■ TASKS TO PERFORM
- A) Please return the Sherlock Holmes book description word for word, starting with "When a country" and going on through "of the Baskervilles?".
- B) According to the Sherlock Holmes book description, where does Holmes send Watson?
- C) Continue the Sherlock Holmes book description from the point where it stops.

■ SOURCE TEXT
########################################

When a country doctor comes to Sherlock Holmes with a far-fetched tale of a sudden death, a devil dog, and an ancient curse, Holmes is skeptical. Could the demise of Sir Charles Baskerville really have been caused by the gigantic ghostly hound which is said to have haunted his family for generations? Arch-rationalist Sherlock Holmes characteristically dismisses the theory as nonsense. Claiming to be immersed in another case, he sends Watson to Dartmoor to protect the Baskerville heir and to observe the suspects at close hand. But soon events take a dangerous turn, and it seems that the legend may be real. . . With Watson in dreadful peril, can Holmes uncover the terrible truth about the hound of the Baskervilles?

6 CDs. 6 hrs.

########################################

■ DATA TO EXAMINE
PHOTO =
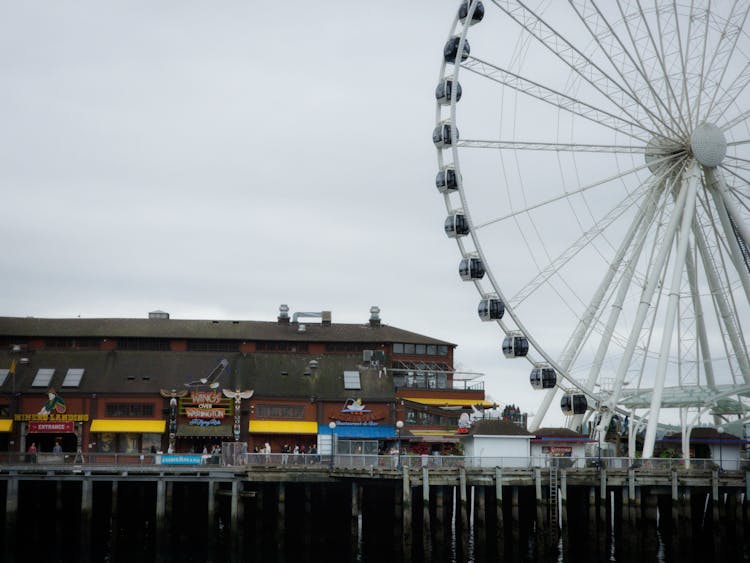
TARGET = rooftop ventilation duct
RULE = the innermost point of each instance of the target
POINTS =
(374, 316)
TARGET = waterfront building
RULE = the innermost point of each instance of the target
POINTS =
(133, 385)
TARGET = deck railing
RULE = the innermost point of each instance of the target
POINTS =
(390, 461)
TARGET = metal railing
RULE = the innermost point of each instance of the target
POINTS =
(389, 461)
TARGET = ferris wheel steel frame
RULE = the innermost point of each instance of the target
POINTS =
(669, 79)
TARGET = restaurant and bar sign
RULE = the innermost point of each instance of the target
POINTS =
(51, 427)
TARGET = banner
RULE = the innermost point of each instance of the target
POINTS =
(51, 427)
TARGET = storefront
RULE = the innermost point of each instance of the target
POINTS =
(204, 420)
(6, 427)
(277, 433)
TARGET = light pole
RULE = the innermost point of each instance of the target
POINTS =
(332, 426)
(399, 426)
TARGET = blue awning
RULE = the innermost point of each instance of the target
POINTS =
(380, 431)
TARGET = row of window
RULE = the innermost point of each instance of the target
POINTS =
(296, 412)
(420, 349)
(213, 345)
(128, 410)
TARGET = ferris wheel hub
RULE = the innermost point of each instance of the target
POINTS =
(709, 145)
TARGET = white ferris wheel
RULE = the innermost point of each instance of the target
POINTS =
(594, 158)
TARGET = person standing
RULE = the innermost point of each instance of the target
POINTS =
(32, 452)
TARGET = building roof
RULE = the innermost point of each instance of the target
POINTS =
(704, 435)
(558, 433)
(496, 427)
(269, 374)
(34, 327)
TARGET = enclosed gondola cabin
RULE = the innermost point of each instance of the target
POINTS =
(450, 51)
(573, 403)
(491, 309)
(445, 91)
(476, 16)
(515, 346)
(446, 180)
(471, 269)
(543, 377)
(456, 225)
(441, 135)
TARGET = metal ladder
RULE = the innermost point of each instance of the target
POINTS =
(553, 512)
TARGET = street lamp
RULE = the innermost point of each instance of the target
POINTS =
(399, 426)
(332, 426)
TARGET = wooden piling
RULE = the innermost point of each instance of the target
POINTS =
(426, 523)
(406, 516)
(87, 501)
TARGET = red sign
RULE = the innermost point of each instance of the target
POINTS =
(51, 427)
(191, 412)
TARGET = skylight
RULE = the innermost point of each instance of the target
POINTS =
(351, 380)
(73, 377)
(43, 377)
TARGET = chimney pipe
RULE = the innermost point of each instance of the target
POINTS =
(374, 316)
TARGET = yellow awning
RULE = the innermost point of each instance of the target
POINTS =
(283, 427)
(443, 402)
(138, 426)
(420, 433)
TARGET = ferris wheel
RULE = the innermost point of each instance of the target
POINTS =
(594, 159)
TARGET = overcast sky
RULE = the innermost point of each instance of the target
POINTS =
(215, 160)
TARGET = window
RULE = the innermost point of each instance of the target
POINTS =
(43, 377)
(73, 377)
(281, 346)
(146, 344)
(351, 380)
(280, 411)
(213, 345)
(129, 410)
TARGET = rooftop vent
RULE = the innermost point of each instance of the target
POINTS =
(283, 317)
(374, 316)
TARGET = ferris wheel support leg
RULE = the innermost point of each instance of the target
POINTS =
(690, 183)
(727, 216)
(723, 308)
(656, 266)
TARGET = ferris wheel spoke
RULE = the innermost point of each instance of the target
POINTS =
(555, 98)
(730, 95)
(728, 321)
(555, 147)
(574, 59)
(683, 49)
(724, 51)
(569, 253)
(736, 121)
(560, 197)
(637, 64)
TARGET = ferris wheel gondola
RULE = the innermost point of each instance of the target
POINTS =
(604, 155)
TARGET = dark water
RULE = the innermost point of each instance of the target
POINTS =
(318, 526)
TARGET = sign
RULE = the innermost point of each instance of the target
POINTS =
(182, 459)
(565, 451)
(192, 412)
(54, 427)
(66, 417)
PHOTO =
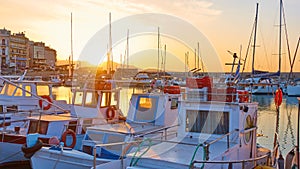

########################################

■ RESULTS IN ORDER
- A)
When a country doctor comes to Sherlock Holmes with a far-fetched tale of a sudden death, a devil dog, and an ancient curse, Holmes is skeptical. Could the demise of Sir Charles Baskerville really have been caused by the gigantic ghostly hound which is said to have haunted his family for generations? Arch-rationalist Sherlock Holmes characteristically dismisses the theory as nonsense. Claiming to be immersed in another case, he sends Watson to Dartmoor to protect the Baskerville heir and to observe the suspects at close hand. But soon events take a dangerous turn, and it seems that the legend may be real. . . With Watson in dreadful peril, can Holmes uncover the terrible truth about the hound of the Baskervilles?

- B) To Dartmoor.

- C)
English

Sir Arthur Conan Doyle was born on May 22, 1859. He studied medicine at the University of Edinburgh and began to write stories while he was a student. Over his life he produced more than 30 books, 150 short stories, poems, plays, and essays across a wide range of genres. His most famous creation is the detective Sherlock Holmes, who he introduced in his first novel A Study in Scarlet. This was followed by a historical novel, Micah Clarke. Conan Doyle eventually published The Final Problem in which he killed off his famous detective so that he could turn his attention more towards historical fiction. However Holmes was so popular that Conan Doyle eventually relented and published The Hound of the Baskervilles in 1901. The events of the The Hound of the Baskervilles are set before those of The Final Problem, but in 1903 new Sherlock Holmes stories began to appear that revealed that the detective had not died after all. He was finally retired in 1927. Sir Arthur Conan Doyle died on July 7, 1930.